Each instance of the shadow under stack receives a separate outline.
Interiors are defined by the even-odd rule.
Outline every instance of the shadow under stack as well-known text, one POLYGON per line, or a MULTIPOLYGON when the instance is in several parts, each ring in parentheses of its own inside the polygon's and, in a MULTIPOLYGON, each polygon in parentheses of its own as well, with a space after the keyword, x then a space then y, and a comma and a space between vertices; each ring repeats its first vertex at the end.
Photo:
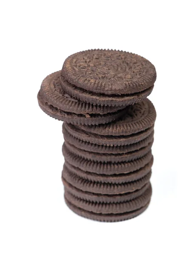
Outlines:
POLYGON ((117 221, 148 207, 156 113, 146 98, 156 76, 138 55, 94 49, 71 55, 43 81, 40 107, 64 122, 64 197, 79 215, 117 221))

• [DIRECTIONS]: Write out all of the data above word for word, leaving out the picture.

• [FULL RESPONSE]:
Each instance of the shadow under stack receives a separate outline.
Interiors are defined by the even-odd rule.
Outline every instance of the shadow under stack as well-known text, one POLYGON per line, or a MULTIPOLYGON when the instance is in several parts, each ring in parentheses of its own inside the polygon's and, in a MULTIPOLYGON, each polygon in parentheses of its own as well, with a space after the keyword, x then a space then y, and a comma and a space between vertices; each ring repeats its first vertex at the end.
Photo:
Outlines:
POLYGON ((117 221, 148 207, 156 113, 146 98, 156 76, 138 55, 94 49, 71 55, 43 81, 40 107, 64 122, 64 197, 79 215, 117 221))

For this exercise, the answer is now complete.